> EXERCISE DIRECTIONS: Rewrite all the records, replacing "locate" with "detect" and keeping everything else the same. Leave the pictures out.

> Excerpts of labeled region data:
▽
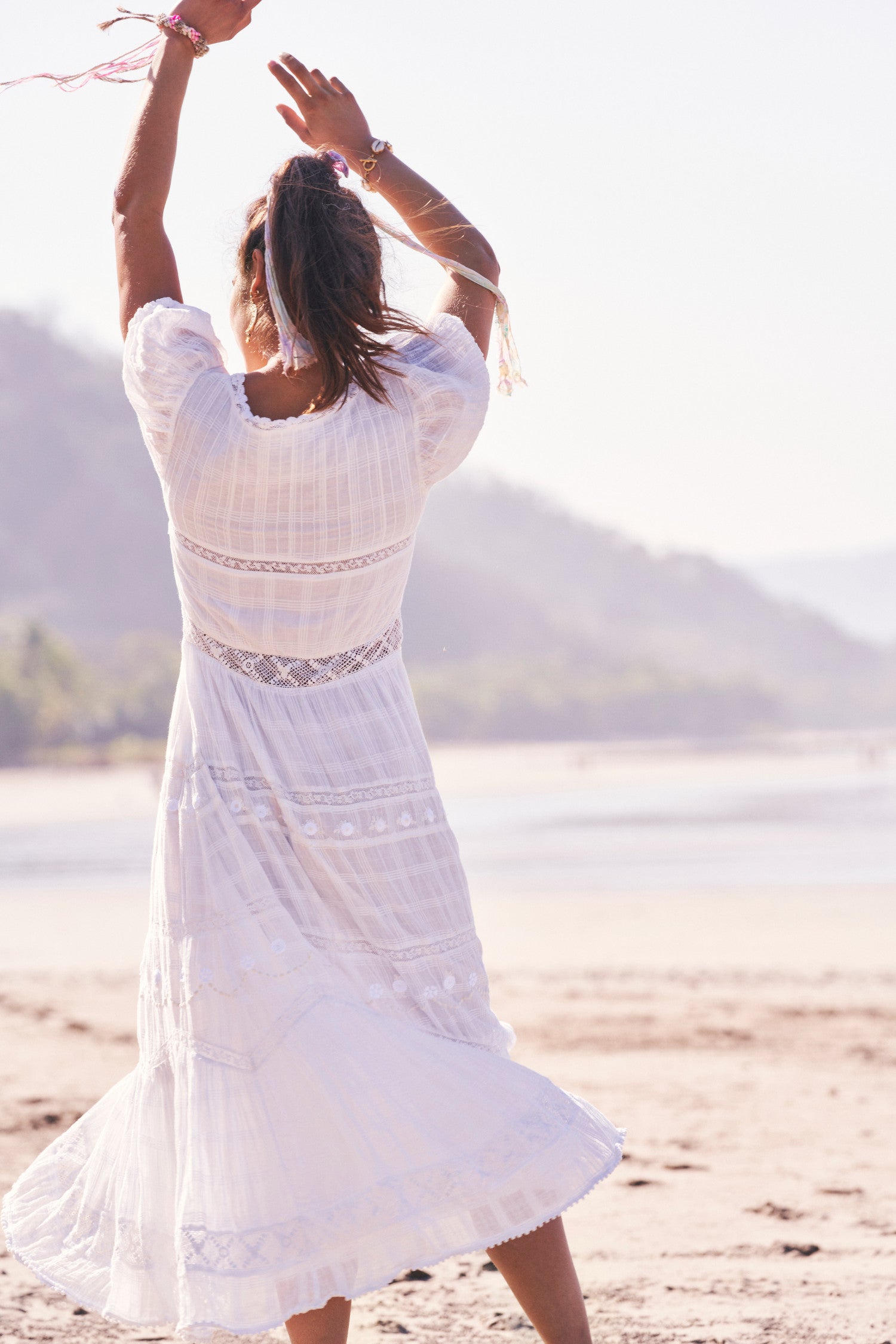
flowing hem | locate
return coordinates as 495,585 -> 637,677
0,1129 -> 626,1342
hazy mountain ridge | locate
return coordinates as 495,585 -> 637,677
744,548 -> 896,644
0,313 -> 896,738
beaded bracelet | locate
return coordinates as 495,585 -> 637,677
157,14 -> 208,57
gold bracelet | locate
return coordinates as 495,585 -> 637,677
361,140 -> 392,191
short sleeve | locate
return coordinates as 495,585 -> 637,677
399,313 -> 489,485
124,299 -> 225,460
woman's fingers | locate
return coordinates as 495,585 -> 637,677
277,102 -> 312,145
312,70 -> 336,93
280,51 -> 321,94
268,60 -> 312,116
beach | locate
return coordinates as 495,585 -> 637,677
0,737 -> 896,1344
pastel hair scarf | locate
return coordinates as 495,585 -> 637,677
265,184 -> 525,397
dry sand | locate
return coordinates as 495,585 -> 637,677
0,758 -> 896,1344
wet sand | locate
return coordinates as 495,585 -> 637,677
0,753 -> 896,1344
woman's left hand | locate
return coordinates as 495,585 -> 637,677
169,0 -> 260,47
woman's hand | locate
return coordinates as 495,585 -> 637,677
270,55 -> 371,171
176,0 -> 260,46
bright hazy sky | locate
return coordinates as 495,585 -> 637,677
0,0 -> 896,557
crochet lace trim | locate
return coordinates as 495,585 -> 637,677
174,532 -> 414,574
187,616 -> 401,688
208,765 -> 435,821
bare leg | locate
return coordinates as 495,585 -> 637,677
286,1297 -> 352,1344
489,1218 -> 591,1344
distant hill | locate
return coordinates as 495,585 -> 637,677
0,313 -> 896,738
743,550 -> 896,644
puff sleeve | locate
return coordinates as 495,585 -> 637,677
401,313 -> 489,487
124,299 -> 225,462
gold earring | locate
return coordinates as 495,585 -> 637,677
244,297 -> 258,345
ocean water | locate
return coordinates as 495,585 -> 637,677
0,747 -> 896,895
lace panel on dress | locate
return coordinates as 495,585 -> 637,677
174,532 -> 414,574
187,616 -> 401,687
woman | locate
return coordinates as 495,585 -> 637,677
4,0 -> 622,1344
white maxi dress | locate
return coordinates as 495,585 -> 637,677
4,300 -> 622,1339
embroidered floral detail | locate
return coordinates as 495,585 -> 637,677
174,532 -> 414,574
187,616 -> 401,689
302,929 -> 475,962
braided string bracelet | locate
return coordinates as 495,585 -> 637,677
0,5 -> 208,93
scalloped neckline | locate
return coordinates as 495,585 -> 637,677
230,374 -> 357,429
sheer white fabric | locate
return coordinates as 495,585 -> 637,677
4,300 -> 622,1339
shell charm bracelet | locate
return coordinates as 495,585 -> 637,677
361,140 -> 392,191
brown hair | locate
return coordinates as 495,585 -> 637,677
238,155 -> 423,410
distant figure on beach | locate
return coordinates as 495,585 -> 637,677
4,0 -> 622,1344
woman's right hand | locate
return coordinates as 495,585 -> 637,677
268,53 -> 371,171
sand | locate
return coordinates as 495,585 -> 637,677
0,754 -> 896,1344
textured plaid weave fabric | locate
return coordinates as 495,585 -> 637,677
4,300 -> 622,1339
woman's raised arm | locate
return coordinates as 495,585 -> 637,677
113,0 -> 259,336
269,54 -> 500,355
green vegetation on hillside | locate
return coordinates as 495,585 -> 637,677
0,312 -> 896,761
0,621 -> 179,765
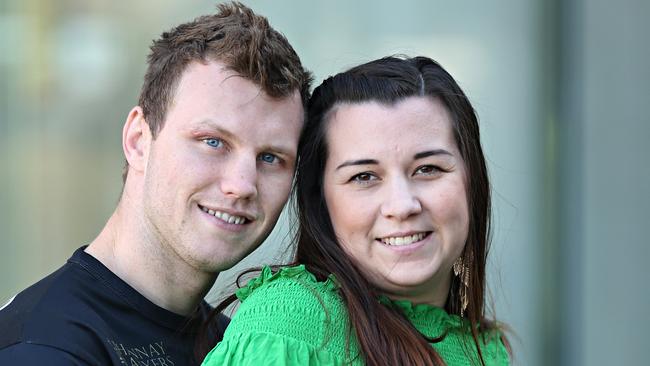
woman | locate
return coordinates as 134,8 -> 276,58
204,57 -> 509,365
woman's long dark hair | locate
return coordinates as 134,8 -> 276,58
200,57 -> 504,365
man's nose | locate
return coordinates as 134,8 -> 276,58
221,156 -> 257,199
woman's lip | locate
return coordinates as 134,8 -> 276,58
375,231 -> 433,250
377,230 -> 431,240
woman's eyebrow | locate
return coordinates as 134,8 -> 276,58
336,159 -> 379,170
413,149 -> 454,160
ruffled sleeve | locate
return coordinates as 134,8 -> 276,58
203,266 -> 359,366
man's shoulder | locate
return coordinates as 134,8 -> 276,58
0,263 -> 110,362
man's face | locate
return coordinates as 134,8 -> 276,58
143,62 -> 303,272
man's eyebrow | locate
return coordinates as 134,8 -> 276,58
191,119 -> 235,139
413,149 -> 454,160
336,159 -> 379,170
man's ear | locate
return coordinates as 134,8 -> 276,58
122,106 -> 152,172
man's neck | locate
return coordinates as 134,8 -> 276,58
86,202 -> 217,315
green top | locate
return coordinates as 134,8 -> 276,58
203,265 -> 509,366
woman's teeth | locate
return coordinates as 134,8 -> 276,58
379,233 -> 427,246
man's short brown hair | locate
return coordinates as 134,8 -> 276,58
122,2 -> 312,181
138,2 -> 312,138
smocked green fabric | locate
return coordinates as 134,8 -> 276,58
203,265 -> 509,366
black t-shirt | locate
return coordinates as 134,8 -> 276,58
0,247 -> 228,366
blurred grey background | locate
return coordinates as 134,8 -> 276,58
0,0 -> 650,365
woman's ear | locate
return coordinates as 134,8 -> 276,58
122,106 -> 152,172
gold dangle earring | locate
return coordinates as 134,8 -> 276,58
453,257 -> 469,317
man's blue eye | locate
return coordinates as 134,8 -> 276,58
203,138 -> 221,147
260,153 -> 278,164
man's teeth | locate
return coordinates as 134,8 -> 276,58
380,233 -> 426,246
201,206 -> 246,225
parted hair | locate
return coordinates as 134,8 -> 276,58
295,57 -> 505,365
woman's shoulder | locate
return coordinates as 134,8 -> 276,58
236,265 -> 338,310
224,265 -> 348,350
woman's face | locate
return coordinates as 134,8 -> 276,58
323,97 -> 469,307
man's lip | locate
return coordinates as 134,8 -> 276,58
198,203 -> 255,222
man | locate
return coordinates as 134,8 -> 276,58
0,3 -> 311,365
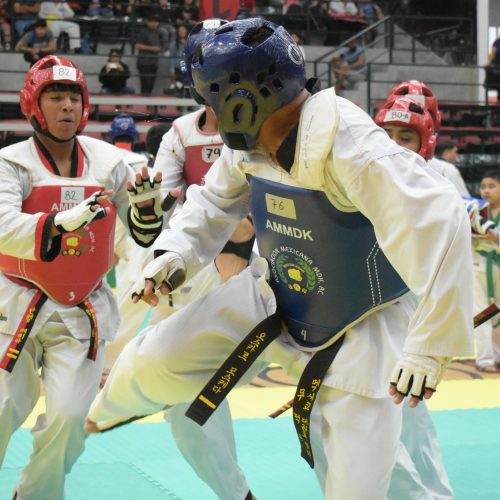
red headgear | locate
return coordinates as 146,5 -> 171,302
20,55 -> 90,133
386,80 -> 441,132
375,97 -> 436,160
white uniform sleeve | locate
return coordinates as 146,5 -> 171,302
0,160 -> 44,260
331,99 -> 473,356
153,127 -> 186,197
154,147 -> 250,279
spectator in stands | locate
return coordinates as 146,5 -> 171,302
99,49 -> 134,94
40,0 -> 80,54
358,0 -> 384,24
0,0 -> 12,50
168,25 -> 189,97
472,170 -> 500,373
135,15 -> 163,95
134,0 -> 157,20
328,0 -> 358,16
174,0 -> 200,27
87,0 -> 115,17
16,19 -> 56,66
113,0 -> 134,17
330,38 -> 366,94
484,38 -> 500,102
436,141 -> 458,165
12,0 -> 40,35
358,0 -> 384,42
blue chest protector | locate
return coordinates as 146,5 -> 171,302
249,176 -> 408,347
△
> RESPONSE TO THE EXERCISE:
flowing hem | detect
return coordinates as 495,585 -> 637,677
0,1129 -> 626,1342
hazy mountain ridge | detect
return coordinates as 495,585 -> 637,677
744,548 -> 896,644
0,313 -> 896,738
beaded bracelet | detect
return coordinates as 495,585 -> 637,677
157,14 -> 208,57
gold bracelet | detect
return coordinates as 495,585 -> 637,677
361,140 -> 392,191
short sleeve | detect
return coordinates as 495,585 -> 637,677
399,313 -> 489,485
124,299 -> 225,460
woman's fingers | detect
return coordinates as 495,585 -> 637,677
277,102 -> 312,145
312,70 -> 336,93
280,51 -> 321,94
268,60 -> 312,116
beach | detect
return coordinates as 495,585 -> 637,677
0,737 -> 896,1344
pastel hair scarf | detect
return coordinates as 495,585 -> 637,677
265,184 -> 525,397
dry sand | detect
return coordinates as 495,585 -> 637,677
0,758 -> 896,1344
wet sand | detect
return coordinates as 495,585 -> 637,677
0,753 -> 896,1344
woman's left hand | detect
return coordinates as 495,585 -> 637,677
169,0 -> 260,47
woman's hand | detect
return coordinates as 495,585 -> 637,677
270,55 -> 371,171
176,0 -> 260,46
bright hazy sky | detect
return coordinates as 495,585 -> 637,677
0,0 -> 896,557
crochet lace trim | detect
return coordinates as 495,585 -> 637,677
174,532 -> 414,574
187,616 -> 401,688
208,765 -> 435,821
bare leg | detect
return coordinates as 495,585 -> 637,677
286,1297 -> 352,1344
489,1218 -> 591,1344
distant hill | detect
return coordinates as 495,585 -> 637,677
0,313 -> 896,738
743,550 -> 896,644
puff sleeve | detect
return coordinates as 495,585 -> 637,677
401,313 -> 489,487
124,299 -> 225,462
gold earring | detect
return coordinates as 495,585 -> 637,677
244,297 -> 258,345
ocean water | detect
return coordinates as 495,585 -> 637,677
0,747 -> 896,895
lace panel on dress | detect
return coordinates as 495,585 -> 637,677
174,532 -> 414,574
187,616 -> 401,687
woman | detect
return coordinates as 495,585 -> 637,677
4,0 -> 622,1344
white maxi dress | detect
return coordinates as 495,585 -> 637,677
4,300 -> 622,1339
embroidered floral detail | detect
return coordinates as 495,585 -> 637,677
174,532 -> 414,574
187,616 -> 401,689
302,929 -> 475,962
braided string bracelet | detect
return coordinates as 495,585 -> 637,677
0,5 -> 208,93
scalloped neckline | detect
return coordinates as 495,585 -> 637,677
230,374 -> 357,429
sheer white fabric | detect
return coordinates as 495,585 -> 637,677
4,300 -> 622,1339
shell charm bracelet | detect
return coordinates as 495,585 -> 637,677
361,140 -> 392,191
brown hair | detect
return coordinates as 495,585 -> 637,677
238,155 -> 423,410
distant figure on beach | detect
return coordinates as 495,585 -> 637,677
4,0 -> 622,1344
woman's right hand | detect
return coordinates as 495,585 -> 637,677
268,53 -> 371,171
sand | detect
return coordinates as 495,585 -> 637,677
0,754 -> 896,1344
textured plaid weave fabric | detect
return coordinates as 495,585 -> 637,677
4,300 -> 622,1339
woman's raised arm | detect
return coordinates as 495,585 -> 637,677
113,0 -> 259,336
269,54 -> 500,355
green vegetation on hillside | detect
return coordinates as 495,585 -> 637,677
0,312 -> 896,761
0,621 -> 179,765
woman | detect
return coordinates as 134,8 -> 276,58
204,57 -> 509,365
woman's long dark hair | detect
return coordinates as 134,8 -> 276,58
200,57 -> 504,365
man's nose | detect
return coordinates as 134,8 -> 276,58
221,156 -> 257,199
woman's lip | detect
return coordinates as 134,8 -> 276,58
375,231 -> 433,250
377,230 -> 431,240
woman's eyebrow | detect
return coordinates as 134,8 -> 276,58
336,159 -> 379,170
413,149 -> 454,160
ruffled sleeve | detect
return coordinates as 134,8 -> 276,58
203,266 -> 359,366
man's shoulder | detect
return coordinates as 134,8 -> 276,58
0,263 -> 110,362
man's face | detect
return coordinates as 134,8 -> 276,58
143,62 -> 303,272
man's eyebrow | detect
return coordinates as 134,8 -> 276,58
191,119 -> 235,139
413,149 -> 454,160
336,159 -> 379,170
man's ear | detect
return coordinates as 134,8 -> 276,58
122,106 -> 152,172
man's neck | detect
return coordinates as 134,8 -> 276,58
86,202 -> 217,315
green top | detect
return coordinates as 134,8 -> 276,58
203,265 -> 509,366
woman's teeth | detect
return coordinates as 134,8 -> 276,58
379,233 -> 427,246
man's short brown hair | detect
return coordinates as 134,8 -> 276,58
122,2 -> 312,181
138,2 -> 312,138
smocked green fabric | detect
return coordinates as 134,8 -> 276,58
203,265 -> 509,366
black t-shirt | detect
return coordinates as 134,8 -> 276,58
0,247 -> 228,366
blurred grey background | detect
return coordinates as 134,8 -> 276,58
0,0 -> 650,365
woman's ear | detect
return coordinates as 134,8 -> 276,58
122,106 -> 152,172
gold dangle earring | detect
return coordinates as 134,8 -> 276,58
453,257 -> 469,317
man's blue eye | detect
return coordinates as 134,8 -> 276,58
203,138 -> 221,147
260,153 -> 278,164
man's teeth | detect
return coordinates as 134,8 -> 276,58
380,233 -> 426,246
201,206 -> 246,225
parted hair | detect
return coordinates as 134,8 -> 276,58
295,57 -> 505,365
woman's shoulder | detect
return coordinates as 134,8 -> 276,58
236,265 -> 338,310
224,265 -> 348,350
woman's face | detect
return coordinates as 134,8 -> 276,58
323,97 -> 469,307
man's lip | detect
return coordinates as 134,8 -> 276,58
198,203 -> 255,222
man | detect
return coordinates as 134,8 -> 276,58
0,3 -> 311,365
red headgear | detect
return coordinates as 146,5 -> 171,302
20,55 -> 90,133
386,80 -> 441,132
375,97 -> 436,160
white uniform sleeve | detect
return coordinates as 146,5 -> 171,302
0,160 -> 44,260
331,99 -> 473,356
153,127 -> 186,197
154,147 -> 250,279
spectator in stands | detect
return coordinates as 146,5 -> 171,302
99,49 -> 134,94
40,0 -> 80,54
358,0 -> 384,24
0,0 -> 12,50
168,25 -> 189,97
472,170 -> 500,373
135,15 -> 163,95
134,0 -> 157,20
328,0 -> 358,16
174,0 -> 200,27
87,0 -> 115,17
16,19 -> 56,66
113,0 -> 134,17
330,38 -> 366,94
484,38 -> 500,102
436,141 -> 458,165
12,0 -> 40,35
358,0 -> 384,42
blue chest protector | detect
return coordinates as 146,5 -> 171,302
249,176 -> 408,347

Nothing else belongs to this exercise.